> [TASK BRIEF]: Count the rows below that contain the string "house". Give only the number.
BEGIN
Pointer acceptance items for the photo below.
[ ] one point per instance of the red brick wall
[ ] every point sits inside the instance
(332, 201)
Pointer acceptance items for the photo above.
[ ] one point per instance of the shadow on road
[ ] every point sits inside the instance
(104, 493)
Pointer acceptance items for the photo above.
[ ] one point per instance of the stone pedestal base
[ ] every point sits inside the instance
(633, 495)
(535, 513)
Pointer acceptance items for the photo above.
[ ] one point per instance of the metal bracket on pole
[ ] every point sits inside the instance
END
BEGIN
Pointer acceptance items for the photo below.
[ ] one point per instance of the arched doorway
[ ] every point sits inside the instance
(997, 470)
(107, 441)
END
BEGIN
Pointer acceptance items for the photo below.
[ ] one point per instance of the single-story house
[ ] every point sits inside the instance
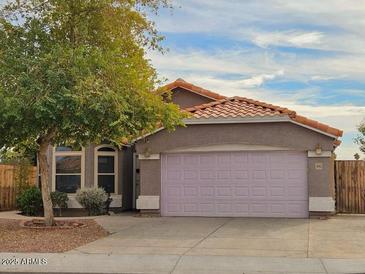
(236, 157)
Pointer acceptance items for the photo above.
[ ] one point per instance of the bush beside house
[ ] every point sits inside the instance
END
> [REPLY]: 2